## Directive
Everything from the line that contains "target | power transmission tower" through the final line of the records should be written out exactly, and nothing outside that span.

Dataset items

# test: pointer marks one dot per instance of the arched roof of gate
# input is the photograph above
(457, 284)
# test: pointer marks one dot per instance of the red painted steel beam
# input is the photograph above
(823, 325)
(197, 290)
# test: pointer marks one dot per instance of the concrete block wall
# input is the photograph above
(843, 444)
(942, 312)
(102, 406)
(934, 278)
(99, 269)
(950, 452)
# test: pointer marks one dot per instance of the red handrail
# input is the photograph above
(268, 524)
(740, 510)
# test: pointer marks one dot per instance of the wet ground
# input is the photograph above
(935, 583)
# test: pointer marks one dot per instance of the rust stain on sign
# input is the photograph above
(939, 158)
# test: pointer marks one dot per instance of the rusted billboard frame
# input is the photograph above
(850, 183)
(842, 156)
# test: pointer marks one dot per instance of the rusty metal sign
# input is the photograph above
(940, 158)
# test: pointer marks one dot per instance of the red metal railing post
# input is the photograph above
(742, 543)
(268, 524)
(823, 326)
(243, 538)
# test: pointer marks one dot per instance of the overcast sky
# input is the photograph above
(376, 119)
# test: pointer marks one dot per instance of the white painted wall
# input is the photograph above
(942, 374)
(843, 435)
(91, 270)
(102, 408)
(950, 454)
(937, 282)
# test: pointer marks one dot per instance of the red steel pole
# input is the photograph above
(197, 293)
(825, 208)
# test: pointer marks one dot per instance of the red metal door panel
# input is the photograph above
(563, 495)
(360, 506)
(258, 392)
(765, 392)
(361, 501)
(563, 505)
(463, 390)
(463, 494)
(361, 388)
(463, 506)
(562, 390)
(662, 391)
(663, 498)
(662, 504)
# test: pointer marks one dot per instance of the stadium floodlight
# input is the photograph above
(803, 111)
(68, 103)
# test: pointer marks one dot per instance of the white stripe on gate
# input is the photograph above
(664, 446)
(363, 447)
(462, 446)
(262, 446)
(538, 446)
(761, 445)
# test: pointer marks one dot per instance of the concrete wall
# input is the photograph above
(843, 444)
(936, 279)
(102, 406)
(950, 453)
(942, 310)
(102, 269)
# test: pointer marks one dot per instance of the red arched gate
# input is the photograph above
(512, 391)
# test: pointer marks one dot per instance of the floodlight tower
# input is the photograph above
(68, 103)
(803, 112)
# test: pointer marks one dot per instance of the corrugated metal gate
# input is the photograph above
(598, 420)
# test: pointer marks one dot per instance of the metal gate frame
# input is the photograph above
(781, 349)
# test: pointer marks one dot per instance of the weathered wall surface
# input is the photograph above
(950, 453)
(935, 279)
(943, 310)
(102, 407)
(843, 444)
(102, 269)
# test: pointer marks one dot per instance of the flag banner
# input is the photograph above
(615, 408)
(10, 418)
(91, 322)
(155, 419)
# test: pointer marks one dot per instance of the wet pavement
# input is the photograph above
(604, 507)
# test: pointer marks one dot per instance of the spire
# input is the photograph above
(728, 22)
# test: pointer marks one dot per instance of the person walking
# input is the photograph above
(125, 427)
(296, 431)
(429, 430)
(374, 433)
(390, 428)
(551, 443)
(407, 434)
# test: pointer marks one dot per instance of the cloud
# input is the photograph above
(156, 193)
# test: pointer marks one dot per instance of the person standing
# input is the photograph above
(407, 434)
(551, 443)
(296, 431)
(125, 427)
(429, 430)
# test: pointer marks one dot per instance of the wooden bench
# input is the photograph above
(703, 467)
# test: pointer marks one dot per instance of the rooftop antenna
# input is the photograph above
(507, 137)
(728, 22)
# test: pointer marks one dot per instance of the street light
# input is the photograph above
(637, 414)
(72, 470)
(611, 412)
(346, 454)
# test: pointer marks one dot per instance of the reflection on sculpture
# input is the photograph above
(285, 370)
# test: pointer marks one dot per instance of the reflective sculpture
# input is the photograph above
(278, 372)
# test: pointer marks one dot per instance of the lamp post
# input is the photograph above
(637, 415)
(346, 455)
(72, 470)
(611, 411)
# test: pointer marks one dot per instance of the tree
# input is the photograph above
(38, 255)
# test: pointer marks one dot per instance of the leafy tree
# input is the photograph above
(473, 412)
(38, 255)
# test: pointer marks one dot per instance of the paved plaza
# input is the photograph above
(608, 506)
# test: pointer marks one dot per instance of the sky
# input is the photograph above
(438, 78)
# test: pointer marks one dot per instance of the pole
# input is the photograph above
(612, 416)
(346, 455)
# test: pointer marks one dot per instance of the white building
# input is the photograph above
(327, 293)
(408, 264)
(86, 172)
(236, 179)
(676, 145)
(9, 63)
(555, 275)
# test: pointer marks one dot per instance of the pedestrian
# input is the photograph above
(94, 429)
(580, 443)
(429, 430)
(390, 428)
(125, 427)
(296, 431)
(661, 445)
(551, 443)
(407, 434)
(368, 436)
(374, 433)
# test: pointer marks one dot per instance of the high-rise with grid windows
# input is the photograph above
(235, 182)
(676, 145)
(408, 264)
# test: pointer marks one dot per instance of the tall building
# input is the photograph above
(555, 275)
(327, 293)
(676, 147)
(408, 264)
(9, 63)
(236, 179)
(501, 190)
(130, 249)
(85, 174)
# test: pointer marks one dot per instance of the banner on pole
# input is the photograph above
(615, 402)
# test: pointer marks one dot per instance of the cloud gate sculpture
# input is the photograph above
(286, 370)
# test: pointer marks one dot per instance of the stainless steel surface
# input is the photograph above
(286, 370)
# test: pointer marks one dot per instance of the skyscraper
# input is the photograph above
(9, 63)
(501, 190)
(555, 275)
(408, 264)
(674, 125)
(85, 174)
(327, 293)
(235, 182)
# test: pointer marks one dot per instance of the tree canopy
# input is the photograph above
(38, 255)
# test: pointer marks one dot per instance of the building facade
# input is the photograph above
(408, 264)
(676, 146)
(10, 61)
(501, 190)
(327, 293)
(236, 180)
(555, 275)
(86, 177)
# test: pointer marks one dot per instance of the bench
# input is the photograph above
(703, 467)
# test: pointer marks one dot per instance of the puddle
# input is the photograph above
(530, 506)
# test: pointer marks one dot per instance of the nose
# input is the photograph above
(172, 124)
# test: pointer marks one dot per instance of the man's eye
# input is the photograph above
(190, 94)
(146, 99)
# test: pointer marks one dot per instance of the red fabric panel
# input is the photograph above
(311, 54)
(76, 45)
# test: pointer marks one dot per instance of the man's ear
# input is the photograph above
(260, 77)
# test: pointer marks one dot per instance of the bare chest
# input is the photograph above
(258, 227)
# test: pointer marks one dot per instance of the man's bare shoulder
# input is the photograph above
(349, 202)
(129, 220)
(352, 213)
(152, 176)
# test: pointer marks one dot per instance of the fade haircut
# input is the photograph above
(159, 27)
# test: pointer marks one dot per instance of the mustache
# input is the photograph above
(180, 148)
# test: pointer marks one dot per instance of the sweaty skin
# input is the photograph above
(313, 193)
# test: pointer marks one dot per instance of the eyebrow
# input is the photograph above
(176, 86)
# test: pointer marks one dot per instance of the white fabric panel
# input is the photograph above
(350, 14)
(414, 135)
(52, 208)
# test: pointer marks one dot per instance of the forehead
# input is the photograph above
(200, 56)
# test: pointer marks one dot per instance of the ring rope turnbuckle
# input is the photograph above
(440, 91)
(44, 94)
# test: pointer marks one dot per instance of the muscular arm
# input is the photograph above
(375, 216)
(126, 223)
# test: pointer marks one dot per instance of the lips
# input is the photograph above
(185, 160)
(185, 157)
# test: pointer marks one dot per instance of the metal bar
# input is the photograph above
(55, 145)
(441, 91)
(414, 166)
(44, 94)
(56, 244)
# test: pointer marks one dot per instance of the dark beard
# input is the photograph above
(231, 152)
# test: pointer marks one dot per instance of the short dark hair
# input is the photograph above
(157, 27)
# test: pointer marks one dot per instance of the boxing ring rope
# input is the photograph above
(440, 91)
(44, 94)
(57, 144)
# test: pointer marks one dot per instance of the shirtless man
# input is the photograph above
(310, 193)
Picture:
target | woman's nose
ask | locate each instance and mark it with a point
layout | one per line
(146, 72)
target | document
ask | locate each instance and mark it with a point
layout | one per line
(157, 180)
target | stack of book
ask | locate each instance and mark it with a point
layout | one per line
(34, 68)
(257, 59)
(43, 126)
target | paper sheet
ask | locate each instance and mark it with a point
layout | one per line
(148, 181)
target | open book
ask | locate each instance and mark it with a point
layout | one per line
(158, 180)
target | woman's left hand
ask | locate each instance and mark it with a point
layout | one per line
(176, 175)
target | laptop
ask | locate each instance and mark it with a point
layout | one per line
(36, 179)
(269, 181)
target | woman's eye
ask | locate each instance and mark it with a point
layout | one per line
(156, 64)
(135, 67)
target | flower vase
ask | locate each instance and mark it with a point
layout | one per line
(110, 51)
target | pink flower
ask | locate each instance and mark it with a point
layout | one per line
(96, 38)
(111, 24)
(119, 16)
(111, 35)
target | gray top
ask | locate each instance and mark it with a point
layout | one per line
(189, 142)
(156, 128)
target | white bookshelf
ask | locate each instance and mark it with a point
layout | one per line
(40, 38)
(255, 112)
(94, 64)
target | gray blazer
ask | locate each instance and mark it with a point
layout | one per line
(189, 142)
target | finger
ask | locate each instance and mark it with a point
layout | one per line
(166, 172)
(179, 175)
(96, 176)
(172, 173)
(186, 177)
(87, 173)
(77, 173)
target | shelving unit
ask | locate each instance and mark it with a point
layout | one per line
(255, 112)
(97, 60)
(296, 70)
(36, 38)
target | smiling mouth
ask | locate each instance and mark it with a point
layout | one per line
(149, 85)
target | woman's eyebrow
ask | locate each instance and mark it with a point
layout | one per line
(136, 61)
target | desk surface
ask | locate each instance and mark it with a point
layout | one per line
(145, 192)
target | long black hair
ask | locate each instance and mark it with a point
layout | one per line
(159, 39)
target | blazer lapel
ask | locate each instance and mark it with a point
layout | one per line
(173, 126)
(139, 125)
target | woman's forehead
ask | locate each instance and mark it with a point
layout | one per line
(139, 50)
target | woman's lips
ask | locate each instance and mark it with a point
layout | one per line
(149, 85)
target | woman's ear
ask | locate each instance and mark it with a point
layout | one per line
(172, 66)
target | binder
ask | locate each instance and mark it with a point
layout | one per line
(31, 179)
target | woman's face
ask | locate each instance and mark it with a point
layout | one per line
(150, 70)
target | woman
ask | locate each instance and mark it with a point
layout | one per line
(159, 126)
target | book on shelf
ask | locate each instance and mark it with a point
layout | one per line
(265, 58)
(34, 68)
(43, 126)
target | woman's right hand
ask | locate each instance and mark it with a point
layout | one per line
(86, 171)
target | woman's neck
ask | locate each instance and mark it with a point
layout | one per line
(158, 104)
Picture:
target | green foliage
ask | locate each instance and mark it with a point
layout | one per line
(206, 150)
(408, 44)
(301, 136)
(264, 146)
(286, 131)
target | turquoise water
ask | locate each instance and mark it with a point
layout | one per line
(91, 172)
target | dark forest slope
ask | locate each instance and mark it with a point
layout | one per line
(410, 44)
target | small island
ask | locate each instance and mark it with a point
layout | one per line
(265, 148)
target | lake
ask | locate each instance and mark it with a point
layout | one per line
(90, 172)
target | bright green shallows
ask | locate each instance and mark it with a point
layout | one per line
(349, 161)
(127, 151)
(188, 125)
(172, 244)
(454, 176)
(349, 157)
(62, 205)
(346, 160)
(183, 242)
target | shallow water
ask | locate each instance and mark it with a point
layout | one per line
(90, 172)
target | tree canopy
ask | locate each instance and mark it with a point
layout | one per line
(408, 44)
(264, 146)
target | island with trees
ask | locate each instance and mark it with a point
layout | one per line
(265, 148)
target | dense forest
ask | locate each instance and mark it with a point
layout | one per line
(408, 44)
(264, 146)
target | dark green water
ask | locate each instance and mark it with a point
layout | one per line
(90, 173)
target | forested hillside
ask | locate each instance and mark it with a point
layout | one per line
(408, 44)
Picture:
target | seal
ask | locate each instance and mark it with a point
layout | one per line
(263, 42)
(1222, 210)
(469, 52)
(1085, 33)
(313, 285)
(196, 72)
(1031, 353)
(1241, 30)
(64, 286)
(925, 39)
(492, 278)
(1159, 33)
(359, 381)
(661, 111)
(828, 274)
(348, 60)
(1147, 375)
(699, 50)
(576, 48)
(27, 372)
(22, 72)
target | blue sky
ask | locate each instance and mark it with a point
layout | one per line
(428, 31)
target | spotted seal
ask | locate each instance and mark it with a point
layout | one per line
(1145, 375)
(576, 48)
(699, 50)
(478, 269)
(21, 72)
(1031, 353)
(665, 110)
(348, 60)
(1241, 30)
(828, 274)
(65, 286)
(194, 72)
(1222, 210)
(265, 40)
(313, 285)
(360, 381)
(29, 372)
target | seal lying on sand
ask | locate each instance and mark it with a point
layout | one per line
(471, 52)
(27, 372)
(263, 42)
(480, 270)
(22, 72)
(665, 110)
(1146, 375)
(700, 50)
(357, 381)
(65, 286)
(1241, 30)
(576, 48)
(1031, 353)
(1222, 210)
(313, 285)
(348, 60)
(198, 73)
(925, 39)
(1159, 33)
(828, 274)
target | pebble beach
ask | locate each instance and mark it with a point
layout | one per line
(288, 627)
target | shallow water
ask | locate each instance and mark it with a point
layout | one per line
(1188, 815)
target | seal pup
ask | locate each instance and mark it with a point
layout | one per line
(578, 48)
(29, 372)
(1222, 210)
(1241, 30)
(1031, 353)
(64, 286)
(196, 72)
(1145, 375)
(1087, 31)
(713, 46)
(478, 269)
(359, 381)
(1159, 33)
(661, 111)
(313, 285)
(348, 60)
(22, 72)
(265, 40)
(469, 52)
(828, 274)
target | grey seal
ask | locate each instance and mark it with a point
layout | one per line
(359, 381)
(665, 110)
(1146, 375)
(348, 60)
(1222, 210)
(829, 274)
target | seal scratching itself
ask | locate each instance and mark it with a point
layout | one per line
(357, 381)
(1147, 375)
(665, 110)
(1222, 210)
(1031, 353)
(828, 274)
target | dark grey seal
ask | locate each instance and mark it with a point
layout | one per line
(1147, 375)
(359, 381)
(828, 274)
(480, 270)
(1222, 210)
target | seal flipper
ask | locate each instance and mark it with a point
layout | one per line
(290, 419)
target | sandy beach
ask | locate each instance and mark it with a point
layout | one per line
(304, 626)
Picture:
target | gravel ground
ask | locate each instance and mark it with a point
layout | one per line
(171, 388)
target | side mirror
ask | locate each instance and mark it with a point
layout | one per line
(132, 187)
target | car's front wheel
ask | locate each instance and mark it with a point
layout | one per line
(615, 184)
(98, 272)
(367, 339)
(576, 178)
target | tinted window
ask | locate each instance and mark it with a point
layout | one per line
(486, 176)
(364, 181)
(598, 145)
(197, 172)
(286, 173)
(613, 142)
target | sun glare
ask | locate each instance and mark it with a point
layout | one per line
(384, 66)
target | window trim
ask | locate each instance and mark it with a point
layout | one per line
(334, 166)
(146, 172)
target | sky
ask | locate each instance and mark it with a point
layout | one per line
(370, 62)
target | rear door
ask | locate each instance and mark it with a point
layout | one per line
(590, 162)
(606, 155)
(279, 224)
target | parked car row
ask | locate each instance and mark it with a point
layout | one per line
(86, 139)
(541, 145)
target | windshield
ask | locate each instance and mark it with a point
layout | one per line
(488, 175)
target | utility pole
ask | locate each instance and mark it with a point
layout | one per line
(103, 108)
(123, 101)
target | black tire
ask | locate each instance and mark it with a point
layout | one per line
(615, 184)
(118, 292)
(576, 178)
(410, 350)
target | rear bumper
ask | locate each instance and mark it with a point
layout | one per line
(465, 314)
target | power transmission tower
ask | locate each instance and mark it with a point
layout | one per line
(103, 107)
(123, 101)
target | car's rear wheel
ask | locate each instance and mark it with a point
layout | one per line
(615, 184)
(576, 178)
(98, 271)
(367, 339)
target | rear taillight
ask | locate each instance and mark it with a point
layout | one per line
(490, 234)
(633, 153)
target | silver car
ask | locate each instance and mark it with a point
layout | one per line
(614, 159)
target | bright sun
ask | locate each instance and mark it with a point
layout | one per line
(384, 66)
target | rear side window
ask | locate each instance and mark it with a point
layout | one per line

## Worked answer
target | power transmission tower
ask | locate each instance and mark it with a point
layout | one per line
(103, 107)
(123, 101)
target | car's rear wheel
ask | locate each instance and mark it with a point
layout | one per line
(615, 184)
(576, 178)
(98, 271)
(367, 339)
target | rear taillight
ask | locate each instance and mark it with a point
layout | one per line
(490, 234)
(633, 153)
target | silver car
ask | locate each instance and mark it with a point
layout | one per line
(614, 159)
target | bright sun
ask | locate each instance and mark it with a point
layout | one per line
(384, 66)
target | rear side window
ask | locate each instance and mark it with a point
layout | one per line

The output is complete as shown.